→ **Check your understanding**:
[1] According to the diabetes text, how many people develop diabetes each year?
[2] From the diabetes text, repeat the passage that begins with the words containing "Diabetes is a very" and ends with "suffering from diabetes1.".

→ **Document extract**:

▶

A type 2 diabetes diagnosis can be as frustrating as it is scary. Many people worry about how it will affect their daily quality of life, while others think about long-term complications like kidney disease, heart disease, and nerve damage.
Diabetes is a very serious condition that affects an estimated 285 million people around the world. Thanks to the growing popularity of fast food, high calorie, high fat diets, combined with a sedentary lifestyle, it is expected that by 2030 there will be 438 million people suffering from diabetes1.
Each year 7 million people develop diabetes. Diabetes is a disease that occurs when your body cannot effectively regulate the amount of sugar (glucose) in your blood. Your body no longer responds to the insulin that’s being produced, or there simply isn’t enough being produced. As a result, this leads to an excess of sugar in the bloodstream. If left untreated diabetes can lead to blindness, kidney failure, heart disease or circulatory problems.
Obesity is linked to type 2 diabetes. High levels of fat in the blood destroy insulin-producing cells in the pancreas through a process that leads to type 2 diabetes. There are two types of diabetes and each has unique characteristics.
- Type 1 diabetes - the body attacks the cells in the pancreas that make insulin, and, as a result, no insulin is available and sugar begins to build up in the blood. This type generally affects children, though it can also occur in adults. People with type 1 diabetes must regularly monitor their glucose levels and take insulin
- Type 2 diabetes - the body produces insulin, but it’s either not enough, or the body isn’t effectively able to process the sugars, which causes the blood sugar levels to rise. Treatments include exercise, weight loss, oral diabetes agents and if still uncontrolled, insulin
A diet mainly consisting of fast food and a sedentary lifestyle has spurred the diabetes pandemic. Healthy eating and exercise have taken a back seat to convenience, and now many are paying the price in the form of failing health – the hallmark of obesity. Watching your diet is key to controlling diabetes. However, to truly fight diabetes, you must find a way to lose excess weight and keep it off.

◀

→ **Information given**:
▶

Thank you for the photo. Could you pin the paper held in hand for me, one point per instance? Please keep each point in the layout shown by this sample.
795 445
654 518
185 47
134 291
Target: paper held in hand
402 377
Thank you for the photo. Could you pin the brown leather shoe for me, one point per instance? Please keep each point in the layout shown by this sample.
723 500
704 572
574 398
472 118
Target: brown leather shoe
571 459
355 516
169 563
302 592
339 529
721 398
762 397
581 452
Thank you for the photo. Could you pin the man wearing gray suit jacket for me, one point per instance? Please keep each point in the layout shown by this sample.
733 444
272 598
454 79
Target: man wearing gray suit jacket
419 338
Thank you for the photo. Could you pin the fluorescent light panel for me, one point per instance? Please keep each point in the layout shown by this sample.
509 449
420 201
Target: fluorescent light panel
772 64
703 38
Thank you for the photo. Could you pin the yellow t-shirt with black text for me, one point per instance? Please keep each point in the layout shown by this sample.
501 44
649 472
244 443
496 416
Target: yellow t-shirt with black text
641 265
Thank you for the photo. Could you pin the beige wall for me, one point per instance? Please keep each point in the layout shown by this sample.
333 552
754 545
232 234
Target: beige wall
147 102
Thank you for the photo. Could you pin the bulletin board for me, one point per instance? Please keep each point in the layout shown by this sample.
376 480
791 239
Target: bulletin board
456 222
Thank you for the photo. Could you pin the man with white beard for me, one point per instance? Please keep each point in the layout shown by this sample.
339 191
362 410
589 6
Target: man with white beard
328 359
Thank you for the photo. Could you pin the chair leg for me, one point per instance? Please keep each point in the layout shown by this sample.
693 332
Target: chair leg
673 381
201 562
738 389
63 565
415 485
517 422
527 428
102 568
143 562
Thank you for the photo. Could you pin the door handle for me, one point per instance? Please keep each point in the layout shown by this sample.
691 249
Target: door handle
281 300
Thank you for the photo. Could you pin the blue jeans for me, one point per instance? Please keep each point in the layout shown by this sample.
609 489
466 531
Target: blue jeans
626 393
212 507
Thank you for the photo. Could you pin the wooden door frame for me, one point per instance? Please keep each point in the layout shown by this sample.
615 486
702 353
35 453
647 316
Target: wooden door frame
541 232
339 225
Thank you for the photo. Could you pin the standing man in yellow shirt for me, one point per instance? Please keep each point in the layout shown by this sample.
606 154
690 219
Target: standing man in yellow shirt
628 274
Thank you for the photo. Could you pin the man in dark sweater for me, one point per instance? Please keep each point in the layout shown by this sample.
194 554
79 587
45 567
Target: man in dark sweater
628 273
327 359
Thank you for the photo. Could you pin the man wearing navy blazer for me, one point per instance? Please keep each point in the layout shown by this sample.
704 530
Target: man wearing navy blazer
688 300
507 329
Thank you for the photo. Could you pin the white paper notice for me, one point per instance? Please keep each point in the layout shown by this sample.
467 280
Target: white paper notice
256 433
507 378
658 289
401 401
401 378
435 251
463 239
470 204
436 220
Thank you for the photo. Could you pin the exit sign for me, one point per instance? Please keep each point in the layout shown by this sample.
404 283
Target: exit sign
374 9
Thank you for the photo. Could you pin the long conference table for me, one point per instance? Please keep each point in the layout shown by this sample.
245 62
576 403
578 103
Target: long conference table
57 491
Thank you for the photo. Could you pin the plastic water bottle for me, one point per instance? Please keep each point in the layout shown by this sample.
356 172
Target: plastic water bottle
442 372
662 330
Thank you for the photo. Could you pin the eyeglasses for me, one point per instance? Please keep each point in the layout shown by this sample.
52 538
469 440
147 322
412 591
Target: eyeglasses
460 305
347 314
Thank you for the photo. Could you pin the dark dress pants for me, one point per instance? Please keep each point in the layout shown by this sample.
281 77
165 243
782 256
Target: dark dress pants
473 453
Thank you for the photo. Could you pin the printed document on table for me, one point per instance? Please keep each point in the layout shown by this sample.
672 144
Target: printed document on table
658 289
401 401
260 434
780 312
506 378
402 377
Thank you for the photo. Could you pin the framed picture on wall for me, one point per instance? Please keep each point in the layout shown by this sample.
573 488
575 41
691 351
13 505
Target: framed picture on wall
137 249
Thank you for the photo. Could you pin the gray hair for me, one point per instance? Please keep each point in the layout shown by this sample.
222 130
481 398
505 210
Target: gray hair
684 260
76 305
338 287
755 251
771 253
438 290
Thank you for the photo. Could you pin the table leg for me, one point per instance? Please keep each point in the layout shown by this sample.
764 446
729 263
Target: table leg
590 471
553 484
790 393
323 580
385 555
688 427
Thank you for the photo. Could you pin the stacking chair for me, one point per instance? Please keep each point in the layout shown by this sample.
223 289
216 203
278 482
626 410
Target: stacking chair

◀

→ **Task results**:
[1] 7 million people

[2]
Diabetes is a very serious condition that affects an estimated 285 million people around the world. Thanks to the growing popularity of fast food, high calorie, high fat diets, combined with a sedentary lifestyle, it is expected that by 2030 there will be 438 million people suffering from diabetes1.